**Written problem:**
Copy out every line of the records from the line with "Ground every white countertop present." up to and including the line with "[240,80,258,102]", text lines included. Adjust each bounding box coordinate by adding -36 to it, and give only those lines.

>>>>>

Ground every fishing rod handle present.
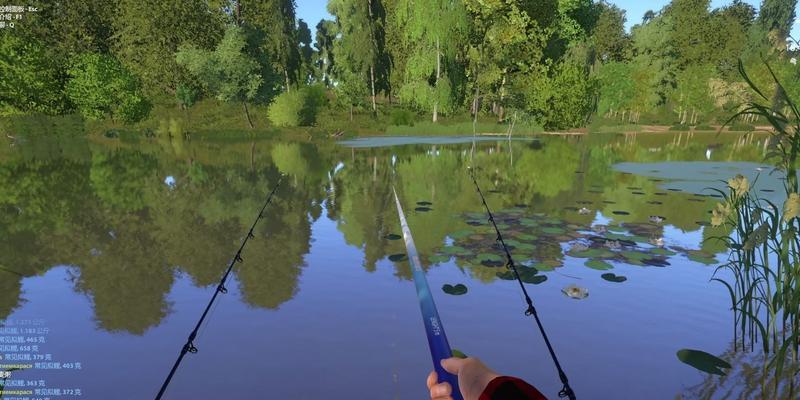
[433,357,464,400]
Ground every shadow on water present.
[0,131,780,396]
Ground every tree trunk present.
[497,72,506,122]
[369,65,378,114]
[242,101,255,129]
[433,37,442,123]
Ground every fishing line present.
[468,167,576,400]
[156,174,283,400]
[391,156,463,400]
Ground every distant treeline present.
[0,0,800,129]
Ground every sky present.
[295,0,800,39]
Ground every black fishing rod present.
[468,167,576,400]
[156,174,283,400]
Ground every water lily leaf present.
[473,260,506,268]
[442,283,467,296]
[583,260,614,271]
[532,263,556,272]
[389,253,408,262]
[477,253,503,261]
[641,258,670,267]
[496,270,517,281]
[448,229,475,239]
[686,251,717,265]
[520,275,547,285]
[650,248,677,256]
[600,272,628,283]
[677,349,732,376]
[567,249,616,258]
[428,255,450,264]
[561,284,589,300]
[621,251,650,261]
[542,226,566,235]
[519,218,539,227]
[442,246,470,255]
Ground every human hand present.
[427,357,500,400]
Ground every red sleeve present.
[478,376,547,400]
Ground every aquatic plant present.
[711,63,800,392]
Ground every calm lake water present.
[0,130,781,399]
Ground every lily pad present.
[650,248,677,256]
[532,263,556,272]
[641,258,670,267]
[478,253,503,261]
[448,229,475,239]
[542,226,566,235]
[428,254,450,264]
[686,251,717,265]
[621,251,650,261]
[519,218,539,227]
[567,249,615,258]
[442,246,470,255]
[583,260,614,271]
[442,283,467,296]
[677,349,732,376]
[600,272,628,283]
[389,253,408,262]
[561,284,589,300]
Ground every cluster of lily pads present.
[385,202,716,299]
[428,207,716,298]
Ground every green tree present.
[758,0,797,49]
[672,65,716,125]
[238,0,302,91]
[597,61,635,120]
[113,0,224,93]
[328,0,389,113]
[464,0,558,120]
[0,29,70,115]
[65,53,151,123]
[524,62,597,129]
[631,15,678,106]
[593,2,631,63]
[267,85,325,127]
[297,19,314,85]
[396,0,467,122]
[175,26,272,128]
[314,19,338,87]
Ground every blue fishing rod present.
[392,187,463,400]
[155,174,283,400]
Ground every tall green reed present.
[712,62,800,392]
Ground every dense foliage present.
[0,0,800,129]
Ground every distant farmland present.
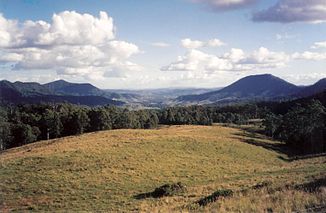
[0,126,326,212]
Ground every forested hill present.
[175,74,326,105]
[0,81,123,106]
[177,74,300,103]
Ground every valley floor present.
[0,126,326,212]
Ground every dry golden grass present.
[0,126,326,212]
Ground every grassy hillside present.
[0,126,326,212]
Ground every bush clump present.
[135,182,186,199]
[152,182,186,198]
[197,189,233,206]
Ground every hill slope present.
[44,80,104,96]
[0,81,123,106]
[297,78,326,97]
[177,74,300,103]
[0,126,326,212]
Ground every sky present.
[0,0,326,89]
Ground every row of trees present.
[0,104,159,149]
[0,104,257,149]
[263,100,326,154]
[0,100,326,153]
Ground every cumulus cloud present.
[191,0,257,11]
[181,38,225,49]
[311,41,326,49]
[151,42,171,48]
[161,47,290,73]
[0,11,140,78]
[292,51,326,61]
[253,0,326,23]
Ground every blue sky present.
[0,0,326,89]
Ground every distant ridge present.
[44,80,104,96]
[0,74,326,108]
[176,74,301,103]
[0,80,123,106]
[297,78,326,97]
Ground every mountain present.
[106,88,220,107]
[176,74,300,104]
[297,78,326,97]
[0,81,123,106]
[44,80,104,96]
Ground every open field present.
[0,126,326,212]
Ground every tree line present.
[0,103,257,150]
[0,100,326,153]
[263,100,326,154]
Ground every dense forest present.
[0,95,326,153]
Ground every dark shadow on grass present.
[134,182,186,200]
[294,177,326,192]
[234,128,326,162]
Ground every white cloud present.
[292,51,326,61]
[253,0,326,23]
[161,47,290,73]
[311,41,326,49]
[181,38,225,49]
[0,11,139,78]
[151,42,171,48]
[191,0,257,11]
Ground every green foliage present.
[6,123,40,148]
[263,100,326,154]
[197,189,233,206]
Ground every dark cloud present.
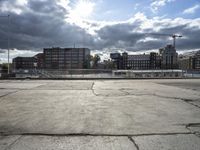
[0,0,200,51]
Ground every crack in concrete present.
[0,90,22,102]
[4,135,22,150]
[90,82,99,96]
[128,136,140,150]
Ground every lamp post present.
[0,14,10,74]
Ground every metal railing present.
[0,69,200,79]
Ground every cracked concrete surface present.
[0,79,200,150]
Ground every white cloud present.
[0,0,28,15]
[183,4,200,14]
[151,0,175,13]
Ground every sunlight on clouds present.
[183,5,200,14]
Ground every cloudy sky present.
[0,0,200,62]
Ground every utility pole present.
[8,15,10,74]
[0,14,10,74]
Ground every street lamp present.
[0,15,10,74]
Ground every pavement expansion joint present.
[0,131,193,137]
[0,89,22,102]
[4,136,22,150]
[128,136,140,150]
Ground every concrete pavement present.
[0,79,200,150]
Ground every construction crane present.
[146,33,183,48]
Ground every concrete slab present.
[94,80,200,100]
[35,81,93,90]
[133,134,200,150]
[0,89,17,97]
[0,81,43,89]
[187,124,200,135]
[5,136,136,150]
[0,135,21,150]
[0,90,200,135]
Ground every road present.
[0,79,200,150]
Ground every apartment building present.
[44,47,90,69]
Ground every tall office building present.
[44,47,90,69]
[160,45,178,69]
[110,52,161,70]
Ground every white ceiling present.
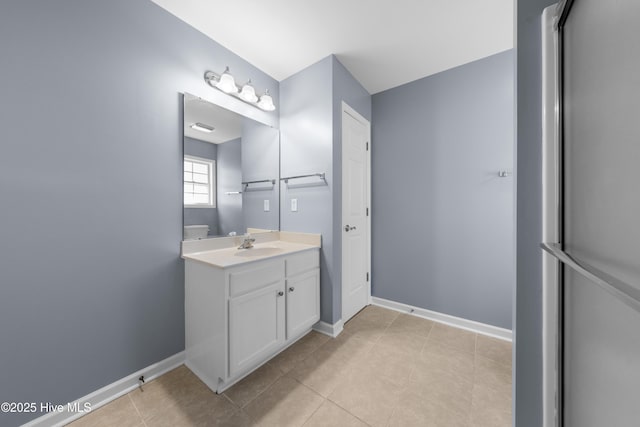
[153,0,514,94]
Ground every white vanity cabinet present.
[185,248,320,392]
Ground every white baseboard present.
[371,297,513,341]
[313,319,344,338]
[22,351,185,427]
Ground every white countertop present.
[182,240,320,268]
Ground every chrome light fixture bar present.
[204,67,276,111]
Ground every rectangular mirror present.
[183,94,280,240]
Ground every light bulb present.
[216,67,238,93]
[258,89,276,111]
[240,80,258,102]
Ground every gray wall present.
[372,51,514,329]
[280,55,371,324]
[0,0,278,425]
[280,57,340,323]
[514,0,555,427]
[242,119,280,234]
[216,138,246,236]
[183,136,218,236]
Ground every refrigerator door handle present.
[540,243,640,311]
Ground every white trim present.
[182,154,218,209]
[371,297,513,341]
[312,319,344,338]
[340,101,373,324]
[22,351,185,427]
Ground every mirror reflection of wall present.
[184,94,280,239]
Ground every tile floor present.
[70,306,511,427]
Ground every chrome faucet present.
[238,233,256,249]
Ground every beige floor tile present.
[316,333,375,363]
[336,317,387,342]
[389,395,469,427]
[287,349,352,397]
[476,334,512,366]
[420,340,474,378]
[245,376,324,427]
[269,331,331,373]
[329,370,403,426]
[353,344,418,386]
[217,410,257,427]
[388,313,434,337]
[428,323,476,353]
[68,395,143,427]
[224,363,282,407]
[129,366,238,427]
[304,400,367,427]
[474,355,512,398]
[60,306,512,427]
[471,385,511,427]
[345,305,400,328]
[403,362,473,416]
[376,329,427,358]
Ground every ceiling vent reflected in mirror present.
[191,123,216,133]
[204,67,276,111]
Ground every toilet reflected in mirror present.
[183,94,280,240]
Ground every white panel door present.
[342,103,370,322]
[229,280,285,376]
[287,268,320,339]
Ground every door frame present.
[340,101,372,322]
[541,0,573,427]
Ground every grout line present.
[127,392,147,427]
[301,396,327,427]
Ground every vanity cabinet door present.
[287,268,320,339]
[229,280,285,376]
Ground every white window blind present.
[184,156,216,208]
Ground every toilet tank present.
[184,225,209,240]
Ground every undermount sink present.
[235,247,283,258]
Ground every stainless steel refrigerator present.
[541,0,640,427]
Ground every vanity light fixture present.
[204,67,276,111]
[191,123,216,133]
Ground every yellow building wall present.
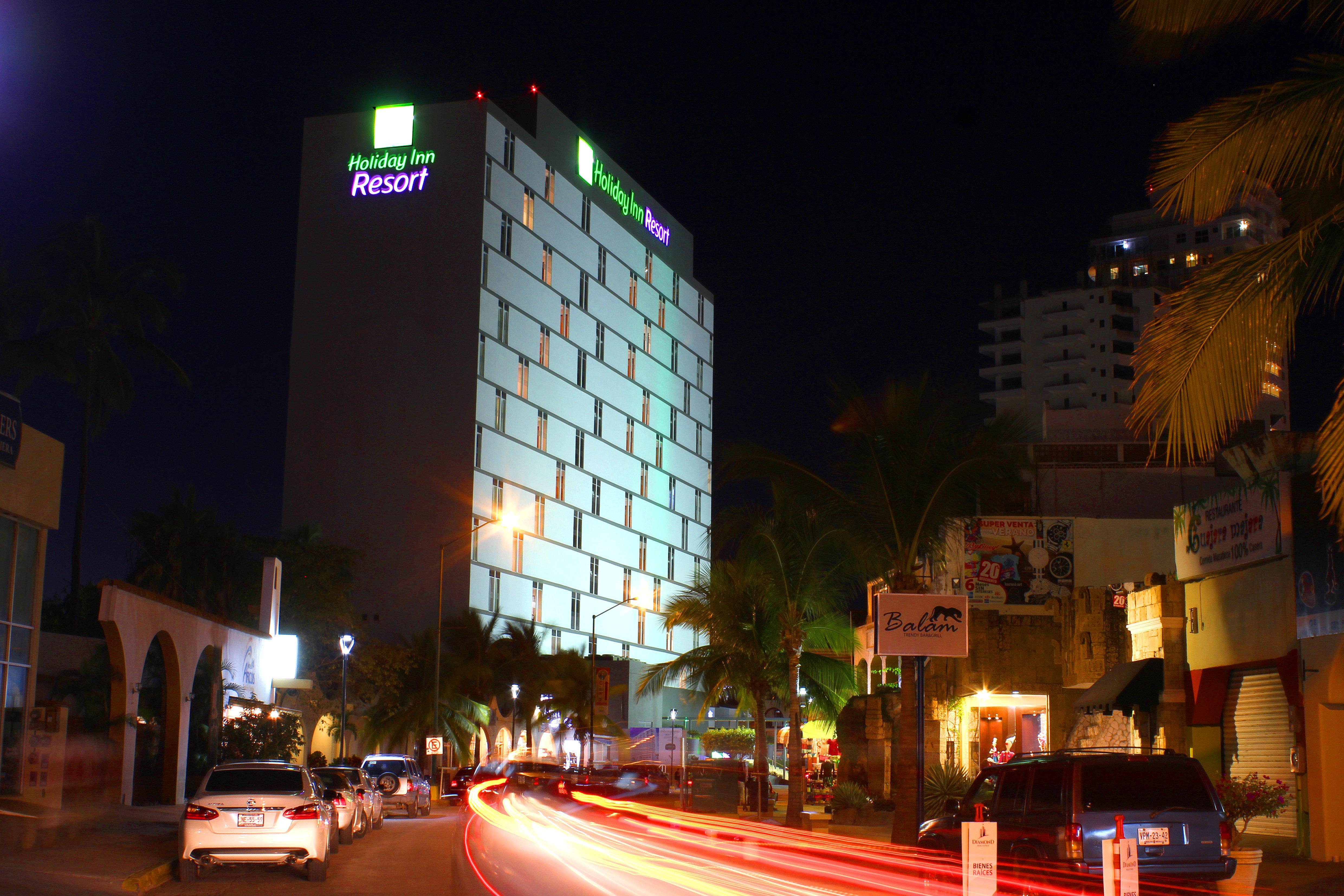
[1186,559,1297,669]
[0,425,66,529]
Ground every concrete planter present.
[1218,849,1265,896]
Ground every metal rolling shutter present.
[1223,669,1297,837]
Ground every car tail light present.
[1064,825,1083,858]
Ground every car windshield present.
[206,768,304,794]
[364,759,406,778]
[1083,762,1214,811]
[313,770,349,790]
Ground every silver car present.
[177,762,339,882]
[360,752,429,818]
[313,767,370,846]
[331,766,383,830]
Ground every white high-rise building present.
[284,93,714,662]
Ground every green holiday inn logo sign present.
[579,137,672,246]
[347,105,434,196]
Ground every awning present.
[1074,657,1162,712]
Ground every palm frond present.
[1313,381,1344,532]
[1153,54,1344,222]
[1129,204,1344,458]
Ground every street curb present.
[121,858,173,893]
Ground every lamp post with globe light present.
[508,685,517,752]
[339,634,355,756]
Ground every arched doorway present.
[129,637,168,806]
[184,646,223,798]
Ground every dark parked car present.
[919,748,1236,880]
[441,766,476,806]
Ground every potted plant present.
[831,781,872,825]
[1218,772,1288,895]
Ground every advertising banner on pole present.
[1172,473,1293,582]
[1101,838,1138,896]
[593,668,611,716]
[875,594,970,657]
[961,821,995,896]
[961,517,1074,606]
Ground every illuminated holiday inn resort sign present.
[579,137,672,246]
[347,106,434,196]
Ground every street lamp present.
[430,513,517,778]
[339,634,355,756]
[579,595,634,767]
[508,685,517,751]
[668,708,685,811]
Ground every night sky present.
[0,0,1340,594]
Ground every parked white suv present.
[177,762,337,882]
[360,752,429,818]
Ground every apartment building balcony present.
[980,333,1021,357]
[980,361,1025,380]
[1044,380,1093,396]
[1040,329,1087,348]
[1040,308,1087,324]
[980,386,1027,402]
[976,314,1023,333]
[1043,355,1087,371]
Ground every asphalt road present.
[151,809,489,896]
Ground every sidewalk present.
[0,805,183,895]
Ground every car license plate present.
[1138,827,1172,846]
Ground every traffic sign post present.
[1101,816,1138,896]
[961,803,999,896]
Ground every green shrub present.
[831,781,872,811]
[925,763,970,818]
[700,728,755,759]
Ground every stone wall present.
[1059,587,1130,688]
[1126,574,1187,753]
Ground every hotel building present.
[284,93,714,662]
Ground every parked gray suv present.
[360,752,429,818]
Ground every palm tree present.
[723,380,1027,844]
[638,560,785,816]
[715,505,853,827]
[363,629,489,756]
[23,216,191,595]
[1118,0,1344,524]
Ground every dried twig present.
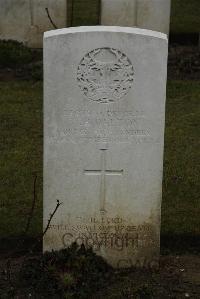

<<<<<

**Task output:**
Ground every white countertop present.
[146,204,284,232]
Ground every chrome light fixture bar present.
[168,31,240,75]
Ground every rectangular mirror present.
[147,58,244,204]
Ground every light bulb present.
[180,31,202,57]
[222,53,240,75]
[204,44,222,66]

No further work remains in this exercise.